Angezeigter Text:
Ordensgemeinschaften in Deutschland

Mitten im Ausbruch von Gewalt und Lüge

In diesen Wochen der österlichen Bußzeit vergegenwärtigen wir uns den Kreuzweg Jesu Christi und versuchen in den vierzehn Stationen seinen "Weg" geistig mitzuerleben. Im Gehen erweisen sich die Stationen als Lebensstationen, die ein Mensch auf seinem Weg bewältigen muss: ungerechtes Urteil, die Not des Versagens vor der übernommenen Aufgabe, die Lösung von Bindungen um der Treue zur eigenen Berufung willen, das Angewiesensein auf mitmenschliche Hilfe … .
Mich berührt in diesen Wochen die Gestalt der Veronika, wie sie uns in der sechsten Station gezeigt wird. Sie steht mitten im Ausbruch von Gewalt und Lüge, hört die um sich schreienden Menschen, die Jesus ihre Verachtung in unterschiedlicher Weise ausdrücken. Sie sieht Jesus, den die Schmerzen, die Schläge und das Blut zu einer abstoßenden Gestalt machen, vor der man Ekel und Schrecken empfand.

Was zu tun ist:
#1 Schreib aus dem Text über den Kreuzweg den Abschnitt ab, der mit „Mich berührt in“ beginnt und bis „und Schrecken empfand.“ weitergeht.
#2 Wiederhole aus der Liste der Zeilen weiter unten genau die Zeilen, beginnend mit der Zeile mit „of the black“ und weiter bis einschließlich der Zeile mit „[(812, 669), (814, 609)]“.

Liste der Zeilen:
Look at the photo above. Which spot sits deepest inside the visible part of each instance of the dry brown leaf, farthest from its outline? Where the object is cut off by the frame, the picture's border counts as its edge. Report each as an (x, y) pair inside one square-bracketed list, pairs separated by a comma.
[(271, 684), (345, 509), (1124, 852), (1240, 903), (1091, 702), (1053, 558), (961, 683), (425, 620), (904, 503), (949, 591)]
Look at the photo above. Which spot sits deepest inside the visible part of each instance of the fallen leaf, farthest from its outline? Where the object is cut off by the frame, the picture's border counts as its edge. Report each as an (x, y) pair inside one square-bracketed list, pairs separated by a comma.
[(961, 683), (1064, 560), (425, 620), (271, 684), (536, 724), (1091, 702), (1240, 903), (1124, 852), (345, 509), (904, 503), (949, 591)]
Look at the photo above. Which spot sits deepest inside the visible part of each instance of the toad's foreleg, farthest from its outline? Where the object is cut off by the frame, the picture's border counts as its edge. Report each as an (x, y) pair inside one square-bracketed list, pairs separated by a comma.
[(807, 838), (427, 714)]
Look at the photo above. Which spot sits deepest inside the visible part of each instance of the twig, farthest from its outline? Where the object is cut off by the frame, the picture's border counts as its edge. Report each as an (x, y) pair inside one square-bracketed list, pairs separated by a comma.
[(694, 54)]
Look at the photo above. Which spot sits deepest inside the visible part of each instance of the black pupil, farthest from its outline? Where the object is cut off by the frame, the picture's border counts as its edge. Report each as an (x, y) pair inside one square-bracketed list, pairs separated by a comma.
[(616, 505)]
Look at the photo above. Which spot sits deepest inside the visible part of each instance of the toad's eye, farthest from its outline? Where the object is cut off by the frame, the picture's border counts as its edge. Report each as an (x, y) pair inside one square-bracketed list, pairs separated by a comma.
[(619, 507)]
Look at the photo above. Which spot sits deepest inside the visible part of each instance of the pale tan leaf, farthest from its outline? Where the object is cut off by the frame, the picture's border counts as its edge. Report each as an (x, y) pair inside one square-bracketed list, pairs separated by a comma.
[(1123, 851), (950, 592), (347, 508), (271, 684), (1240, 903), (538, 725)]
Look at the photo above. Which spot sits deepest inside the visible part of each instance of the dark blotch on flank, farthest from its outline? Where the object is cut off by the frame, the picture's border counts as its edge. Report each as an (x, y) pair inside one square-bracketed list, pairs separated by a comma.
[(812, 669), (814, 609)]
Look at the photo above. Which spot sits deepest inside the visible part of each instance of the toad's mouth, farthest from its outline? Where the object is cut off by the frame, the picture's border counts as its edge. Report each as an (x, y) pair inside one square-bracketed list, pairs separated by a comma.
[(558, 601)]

Ergebnisse der Übung:
#1
Mich berührt in diesen Wochen die Gestalt der Veronika, wie sie uns in der sechsten Station gezeigt wird. Sie steht mitten im Ausbruch von Gewalt und Lüge, hört die um sich schreienden Menschen, die Jesus ihre Verachtung in unterschiedlicher Weise ausdrücken. Sie sieht Jesus, den die Schmerzen, die Schläge und das Blut zu einer abstoßenden Gestalt machen, vor der man Ekel und Schrecken empfand.

#2
Look at the photo above. Which spot sits deepest inside the visible part of each instance of the black pupil, farthest from its outline? Where the object is cut off by the frame, the picture's border counts as its edge. Report each as an (x, y) pair inside one square-bracketed list, pairs separated by a comma.
[(616, 505)]
Look at the photo above. Which spot sits deepest inside the visible part of each instance of the toad's eye, farthest from its outline? Where the object is cut off by the frame, the picture's border counts as its edge. Report each as an (x, y) pair inside one square-bracketed list, pairs separated by a comma.
[(619, 507)]
Look at the photo above. Which spot sits deepest inside the visible part of each instance of the pale tan leaf, farthest from its outline? Where the object is cut off by the frame, the picture's border counts as its edge. Report each as an (x, y) pair inside one square-bracketed list, pairs separated by a comma.
[(1123, 851), (950, 592), (347, 508), (271, 684), (1240, 903), (538, 725)]
Look at the photo above. Which spot sits deepest inside the visible part of each instance of the dark blotch on flank, farthest from its outline? Where the object is cut off by the frame, the picture's border counts as its edge. Report each as an (x, y) pair inside one square-bracketed list, pairs separated by a comma.
[(812, 669), (814, 609)]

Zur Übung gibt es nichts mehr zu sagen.